_Given passage_
## Begin

Welcome to Black Hills State University - Top

  • Ron Franke Facilities Services

  • Joe Tillman Facilities Services

Career Service position open - Top

The following Career Service position is open
  • Custodial Worker Facilities Services

  • Mail Processor

For additional information, please check the announcement bulletin or contact the Personnel Office

Spearfish Chamber of Commerce luncheon- Top 

Spearfish Area Chamber of Commerce invites you to attend their quarterly luncheon, scheduled for Tuesday, July 25, Noon to 1 p.m. at the Cedar House Restaurant. The featured topic will be Spearfish Community Enhancement Downtown Survey. Myles Kennedy and French Bryan will present an update of the progress and activity in this area. "This is an excellent opportunity to network with others while enjoying a comfortable lunch," said Chamber Director, Lisa Langer. Spearfish Chamber member cost is $8.50 and Non-members $10.00. Please RSVP to the Spearfish Chamber office as soon as possible and no later than Monday, July 24, 605-642-2626.

Star Quilt Mural in Student Union game room - Top

BHSU Upward Bound students painted a Star Quilt mural on the south wall of the game room in the David B. Miller Yellow Jacket Student Union this summer. Tessa Clairmont, Kira Kirkie, Terra Thompson, and Lillian McBride worked three to four hours a day for a week painting the design. They are all high school students from Crow Creek.

 The Star Quilt represents the mythology as well as the traditions of the Native American Indian Tribes. The design shows a religious observance of the stars and a reverence for all the heavenly bodies. The Milky Way is called the pathway of the departed souls. After death it is believed, by many Native Americans that the spirit of the descendent passes on the pathway to the Southern Star, the abiding place of the dead. It is thought that to the stars, the Great Spirit gave the power to watch over mortals on Earth and impart to them spiritual blessings. The Star Quilt is given as a token of this belief. Indians call it God’s eye.

NIDA Corporation hosts Electronics Workshop -Top

Tom Termes, assistant professor of technology, and Julie Mathiesen, a Sturgis teacher, were among nine participants in a two-day workshop sponsored by NIDA Corporation to acquaint teachers with electronic equipment they donate to help deliver an electronics curriculum to six participating school districts. NIDA Corp. donated more than $100,000 in equipment and curriculum materials to help support Computer Aided Instruction (CAI) for the Consortium of Advance Technological Education (CATE). The pilot project is sponsored by BHSU and Western Dakota Technical Institute and designed to bring electronics instruction to rural South Dakota schools using the World Wide Web.

Electronics pilot project receives corporate help - Top

A pilot project sponsored by Black Hills State and Western Dakota Technical Institute designed to bring electronics classes to six rural South Dakota school districts is benefiting from more than $100,000 in equipment and training from NIDA Corporation of Melbourne, Fla.

## End

_To-do list_
**a)** According to the campus news page, where did the Upward Bound students paint the Star Quilt mural?
**b)** Extend the campus news page's item on the electronics pilot project, picking up right after its last sentence.

_Stored items from a collection_
## Begin

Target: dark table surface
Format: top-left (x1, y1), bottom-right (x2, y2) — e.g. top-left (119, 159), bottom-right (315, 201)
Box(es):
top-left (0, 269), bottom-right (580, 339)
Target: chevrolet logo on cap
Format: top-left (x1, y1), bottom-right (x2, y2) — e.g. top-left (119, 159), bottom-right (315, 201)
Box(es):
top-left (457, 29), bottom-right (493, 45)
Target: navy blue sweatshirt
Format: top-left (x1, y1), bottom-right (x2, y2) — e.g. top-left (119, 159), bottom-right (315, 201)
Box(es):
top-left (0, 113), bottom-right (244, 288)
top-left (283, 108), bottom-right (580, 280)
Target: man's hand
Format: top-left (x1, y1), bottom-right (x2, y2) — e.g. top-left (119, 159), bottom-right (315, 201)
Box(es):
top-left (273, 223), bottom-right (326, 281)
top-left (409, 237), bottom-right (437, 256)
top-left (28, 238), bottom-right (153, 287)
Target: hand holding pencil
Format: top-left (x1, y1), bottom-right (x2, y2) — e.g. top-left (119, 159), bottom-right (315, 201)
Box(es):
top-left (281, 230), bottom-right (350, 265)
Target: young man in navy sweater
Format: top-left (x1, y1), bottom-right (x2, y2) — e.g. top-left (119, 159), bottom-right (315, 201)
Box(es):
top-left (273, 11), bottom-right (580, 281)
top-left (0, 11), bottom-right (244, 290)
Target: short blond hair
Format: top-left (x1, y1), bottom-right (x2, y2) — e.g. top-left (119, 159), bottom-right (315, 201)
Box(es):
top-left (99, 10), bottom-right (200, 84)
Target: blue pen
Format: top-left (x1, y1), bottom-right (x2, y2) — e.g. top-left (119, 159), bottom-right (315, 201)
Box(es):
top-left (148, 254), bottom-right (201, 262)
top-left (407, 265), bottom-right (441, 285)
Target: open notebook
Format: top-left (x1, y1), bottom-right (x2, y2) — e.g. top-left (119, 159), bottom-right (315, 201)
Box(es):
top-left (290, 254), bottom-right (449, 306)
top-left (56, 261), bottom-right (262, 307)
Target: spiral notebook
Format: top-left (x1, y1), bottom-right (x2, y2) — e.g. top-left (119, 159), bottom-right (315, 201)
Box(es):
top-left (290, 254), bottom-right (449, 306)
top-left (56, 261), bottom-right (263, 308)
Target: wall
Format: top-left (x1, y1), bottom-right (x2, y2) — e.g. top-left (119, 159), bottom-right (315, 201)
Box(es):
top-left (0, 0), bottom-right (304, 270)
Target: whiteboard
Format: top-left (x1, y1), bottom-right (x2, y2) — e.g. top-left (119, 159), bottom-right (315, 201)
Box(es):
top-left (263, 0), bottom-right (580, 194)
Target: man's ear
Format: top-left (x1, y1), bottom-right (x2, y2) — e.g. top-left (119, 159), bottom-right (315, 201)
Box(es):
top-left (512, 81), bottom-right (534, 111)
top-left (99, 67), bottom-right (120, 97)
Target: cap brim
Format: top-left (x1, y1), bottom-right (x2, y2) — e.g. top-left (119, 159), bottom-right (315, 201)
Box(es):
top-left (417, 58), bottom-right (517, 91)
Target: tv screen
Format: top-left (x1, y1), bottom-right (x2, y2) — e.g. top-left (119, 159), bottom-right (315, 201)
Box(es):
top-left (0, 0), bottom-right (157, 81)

## End

_Task results_
**a)** On the south wall of the game room in the David B. Miller Yellow Jacket Student Union.

**b)**
For the past three years BHSU and WDTI have been developing a model for bringing Computer Aided Instruction (CAI) to Spearfish, Sturgis, Belle Fourche, Douglas, Lead/Deadwood and Eagle Butte. Known as the Consortium for Advanced Technological Education (CATE), schools with support from a number of industrial partners including Pope and Talbot, OEM, RAMVAC, Black Hills FiberCom, Homestake, SCI, and Gateway have been working on a program that will deliver a basic electronics curriculum to the six participating school districts.

After attempting to bring the curriculum via a hub school, and later through the World Wide Web using a traditional textbook approach, the model has now developed into the CAI approach that embeds instructions in the computer. In this format all student learning is done on the computer and not dependent upon an instructor being immediately available or having to work around a school system’s computer firewall.

The NIDA Corporation provided the equipment and curriculum to meet the needs of the CAI approach. Starting this fall the pilot project will be configured with the student computers connected to the NIDA server in Melbourne.

Students will interact with instructors and other students using MSN software (a free download) on student and hub computers. Students will also be able to establish a multiple user chat room. Another software package that has potential is Microsoft’s Net Meeting which will let users chat, provide a white board, audio and video. When instructors want to examine student progress they simply log on to the NIDA server to access student assignments.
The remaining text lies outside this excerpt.